--- start EXCERPT PROVIDED ---

# Remove string in VB Script

Hello,

I have a test.csv file with the following information:

A1;B1;C1
1111;ID345;475758
4566;Z_ID4758;5768595
7568;z1_ID45;4657576
45676;zxxx_ID48;4657576

I need a Vb Script to remove extra characters of values of column B if its begin with z or Z. All values of column B need to start with the char "ID".
The len of values of column B can be different.

Here the final result of test2.csv
A1;B1;C1
1111;ID345;475758
4566;ID4758;5768595
7568;ID45;4657576
45676;ID48;4657576

Thank you in advance for your help.
LVL 1
###### Who is Participating?

Commented:
Oh, I see what you're saying.  Assuming that all of the keys have ID in them somewhere, this would strip anything before ID, and also add ID to those that do not have it:
strFile1 = "C:\Temp\Scripts\EE\File1_Revised.txt"
strOutput = "C:\Temp\Scripts\EE\File1_Revised_Filtered.txt"

' Create the output file
Set objFSO = CreateObject("Scripting.FileSystemObject")
Set objOutput = objFSO.CreateTextFile(strOutput, True)

' Read through the file to omit invalid rows
Set objFile1 = objFSO.OpenTextFile(strFile1, 1, False)
While Not objFile1.AtEndOfStream
arrValues = Split(strLine, ";")
If InStr(arrValues(1), "ID") > 0 Then
arrValues(1) = Mid(arrValues(1), InStr(arrValues(1), "ID"))
Else
arrValues(1) = "ID" & arrValues(1)
End If
objOutput.WriteLine Join(arrValues, ";")
Wend
objFile1.Close

' Close the output file
objOutput.Close

WScript.Echo "Done"

--- end EXCERPT PROVIDED ---

SET TASK:
Answer these about the VBScript thread:
(a) What characters must every column B value start with, according to the original post?
(b) What path does the reply's script assign to strOutput?
(c) What does the script echo when it finishes?
The material after this point is separate from the VBScript thread.

--- start RECORD EXCERPTS ---

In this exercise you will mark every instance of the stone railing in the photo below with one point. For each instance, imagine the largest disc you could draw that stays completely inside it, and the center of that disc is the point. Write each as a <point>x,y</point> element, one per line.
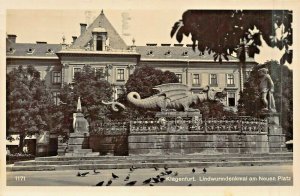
<point>111,128</point>
<point>245,125</point>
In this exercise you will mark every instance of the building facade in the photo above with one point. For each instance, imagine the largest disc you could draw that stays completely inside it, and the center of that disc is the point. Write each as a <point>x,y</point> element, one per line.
<point>100,46</point>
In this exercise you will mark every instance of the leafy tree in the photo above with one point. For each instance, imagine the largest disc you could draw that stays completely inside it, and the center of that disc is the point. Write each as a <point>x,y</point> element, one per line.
<point>29,103</point>
<point>223,32</point>
<point>250,100</point>
<point>91,91</point>
<point>142,81</point>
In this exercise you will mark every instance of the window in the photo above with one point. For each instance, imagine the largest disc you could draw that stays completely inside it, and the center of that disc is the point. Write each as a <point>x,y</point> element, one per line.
<point>42,75</point>
<point>99,45</point>
<point>213,80</point>
<point>56,77</point>
<point>76,70</point>
<point>231,99</point>
<point>247,74</point>
<point>196,79</point>
<point>30,51</point>
<point>120,75</point>
<point>230,80</point>
<point>99,73</point>
<point>179,76</point>
<point>185,53</point>
<point>55,96</point>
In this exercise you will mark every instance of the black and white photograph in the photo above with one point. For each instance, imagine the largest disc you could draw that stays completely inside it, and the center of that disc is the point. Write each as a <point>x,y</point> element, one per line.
<point>178,97</point>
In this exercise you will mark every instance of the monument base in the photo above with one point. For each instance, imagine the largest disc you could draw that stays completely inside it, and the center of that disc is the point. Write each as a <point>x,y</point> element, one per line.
<point>174,114</point>
<point>187,143</point>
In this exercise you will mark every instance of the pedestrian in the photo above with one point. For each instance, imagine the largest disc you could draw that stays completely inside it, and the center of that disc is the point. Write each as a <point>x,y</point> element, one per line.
<point>7,151</point>
<point>25,149</point>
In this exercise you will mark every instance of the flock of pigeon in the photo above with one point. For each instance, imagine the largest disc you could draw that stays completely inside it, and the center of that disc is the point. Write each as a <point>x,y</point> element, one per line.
<point>150,181</point>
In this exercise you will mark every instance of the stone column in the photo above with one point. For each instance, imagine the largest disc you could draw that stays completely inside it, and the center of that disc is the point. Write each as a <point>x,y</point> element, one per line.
<point>78,144</point>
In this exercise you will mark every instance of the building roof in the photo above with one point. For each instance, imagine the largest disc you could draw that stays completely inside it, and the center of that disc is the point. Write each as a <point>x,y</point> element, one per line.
<point>174,53</point>
<point>115,40</point>
<point>31,49</point>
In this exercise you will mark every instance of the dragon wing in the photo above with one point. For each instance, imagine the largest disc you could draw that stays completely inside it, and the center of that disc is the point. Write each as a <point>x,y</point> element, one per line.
<point>173,91</point>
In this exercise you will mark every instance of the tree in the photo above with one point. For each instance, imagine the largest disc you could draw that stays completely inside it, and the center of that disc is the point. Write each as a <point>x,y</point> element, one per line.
<point>29,103</point>
<point>142,81</point>
<point>250,100</point>
<point>224,32</point>
<point>91,90</point>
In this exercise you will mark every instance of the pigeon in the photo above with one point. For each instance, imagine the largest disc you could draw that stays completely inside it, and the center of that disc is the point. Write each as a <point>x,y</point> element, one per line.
<point>156,180</point>
<point>109,183</point>
<point>100,183</point>
<point>84,174</point>
<point>132,183</point>
<point>96,172</point>
<point>147,181</point>
<point>127,178</point>
<point>169,172</point>
<point>133,167</point>
<point>114,175</point>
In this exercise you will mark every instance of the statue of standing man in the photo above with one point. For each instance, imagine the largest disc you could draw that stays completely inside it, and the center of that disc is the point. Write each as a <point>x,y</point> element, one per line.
<point>267,88</point>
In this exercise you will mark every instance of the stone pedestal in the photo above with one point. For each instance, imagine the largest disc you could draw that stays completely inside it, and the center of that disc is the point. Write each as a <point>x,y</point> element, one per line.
<point>275,134</point>
<point>62,147</point>
<point>78,143</point>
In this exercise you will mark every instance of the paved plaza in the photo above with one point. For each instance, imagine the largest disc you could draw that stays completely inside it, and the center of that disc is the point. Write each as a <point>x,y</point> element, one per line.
<point>215,176</point>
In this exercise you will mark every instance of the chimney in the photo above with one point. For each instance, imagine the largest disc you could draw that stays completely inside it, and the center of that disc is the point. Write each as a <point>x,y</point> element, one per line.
<point>12,38</point>
<point>74,38</point>
<point>151,44</point>
<point>178,45</point>
<point>82,28</point>
<point>41,42</point>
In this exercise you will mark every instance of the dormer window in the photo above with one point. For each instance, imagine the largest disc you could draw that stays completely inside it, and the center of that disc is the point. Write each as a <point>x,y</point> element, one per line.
<point>150,52</point>
<point>50,51</point>
<point>11,50</point>
<point>185,53</point>
<point>30,51</point>
<point>168,53</point>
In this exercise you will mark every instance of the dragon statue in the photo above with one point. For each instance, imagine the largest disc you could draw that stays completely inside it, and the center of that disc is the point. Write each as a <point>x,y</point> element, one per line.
<point>114,105</point>
<point>171,96</point>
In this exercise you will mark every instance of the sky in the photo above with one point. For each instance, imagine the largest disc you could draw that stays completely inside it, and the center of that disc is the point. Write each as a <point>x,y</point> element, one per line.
<point>144,25</point>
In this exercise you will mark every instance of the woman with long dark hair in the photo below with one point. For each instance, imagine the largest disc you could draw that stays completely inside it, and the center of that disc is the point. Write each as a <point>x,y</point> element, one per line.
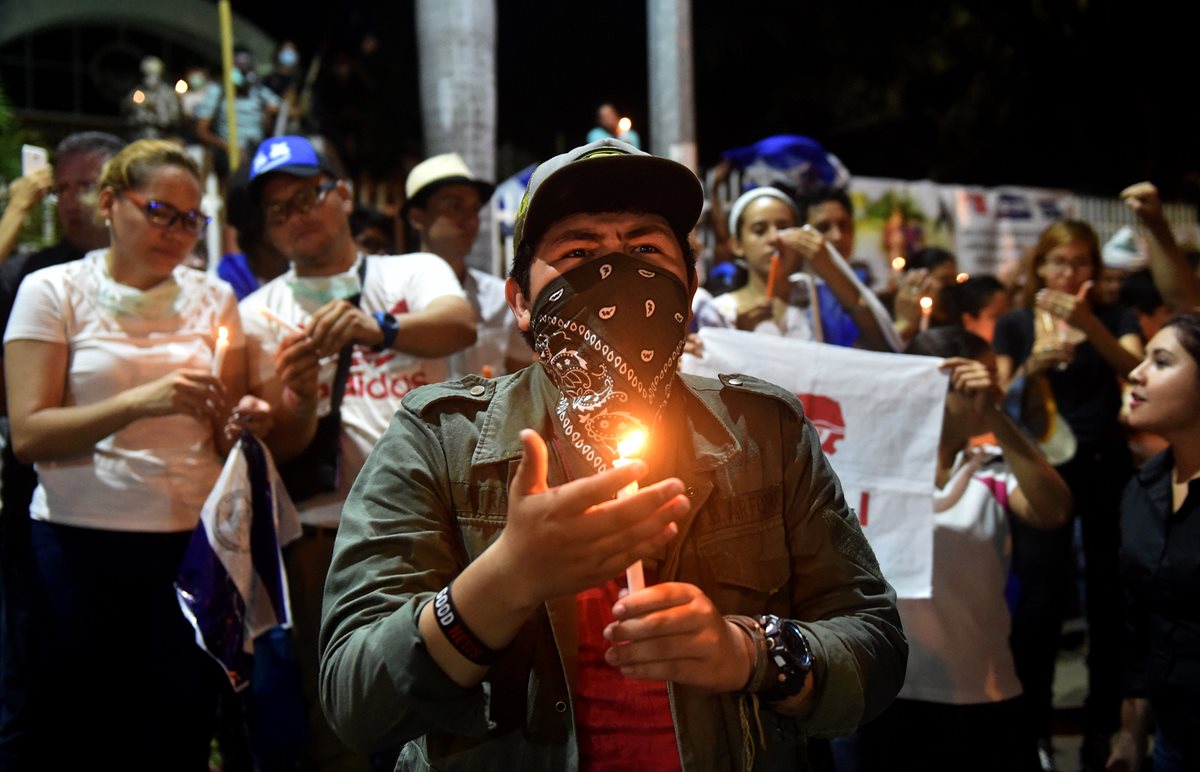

--- end RECORD EXCERPTS ---

SOLUTION TO THIS TASK:
(a) "ID"
(b) C:\Temp\Scripts\EE\File1_Revised_Filtered.txt
(c) "Done"